**STATED GOAL**
Copy every row below exactly as it appears, leaving out the pictures.

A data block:
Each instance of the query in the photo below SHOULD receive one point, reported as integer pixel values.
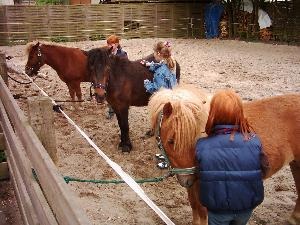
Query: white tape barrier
(129, 180)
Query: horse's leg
(71, 91)
(199, 211)
(295, 168)
(78, 90)
(122, 116)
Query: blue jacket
(121, 53)
(230, 171)
(163, 77)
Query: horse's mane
(189, 114)
(30, 45)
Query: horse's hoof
(294, 220)
(109, 116)
(149, 133)
(125, 147)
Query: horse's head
(99, 68)
(178, 118)
(35, 59)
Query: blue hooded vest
(230, 171)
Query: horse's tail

**EXERCISE OUTPUT**
Each instance of the query in the photo below SHOULD receive one point, reported as integer pixel values.
Query: white tape barrier
(129, 180)
Query: horse's leg
(71, 91)
(199, 211)
(295, 168)
(78, 90)
(122, 116)
Query: blue jacket
(121, 53)
(230, 171)
(163, 77)
Query: horse's mane
(189, 114)
(30, 45)
Query: horse's hoof
(294, 220)
(109, 116)
(149, 133)
(125, 147)
Query: horse's head
(99, 68)
(178, 118)
(35, 59)
Query: blue hooded vest
(230, 171)
Query: horse's tail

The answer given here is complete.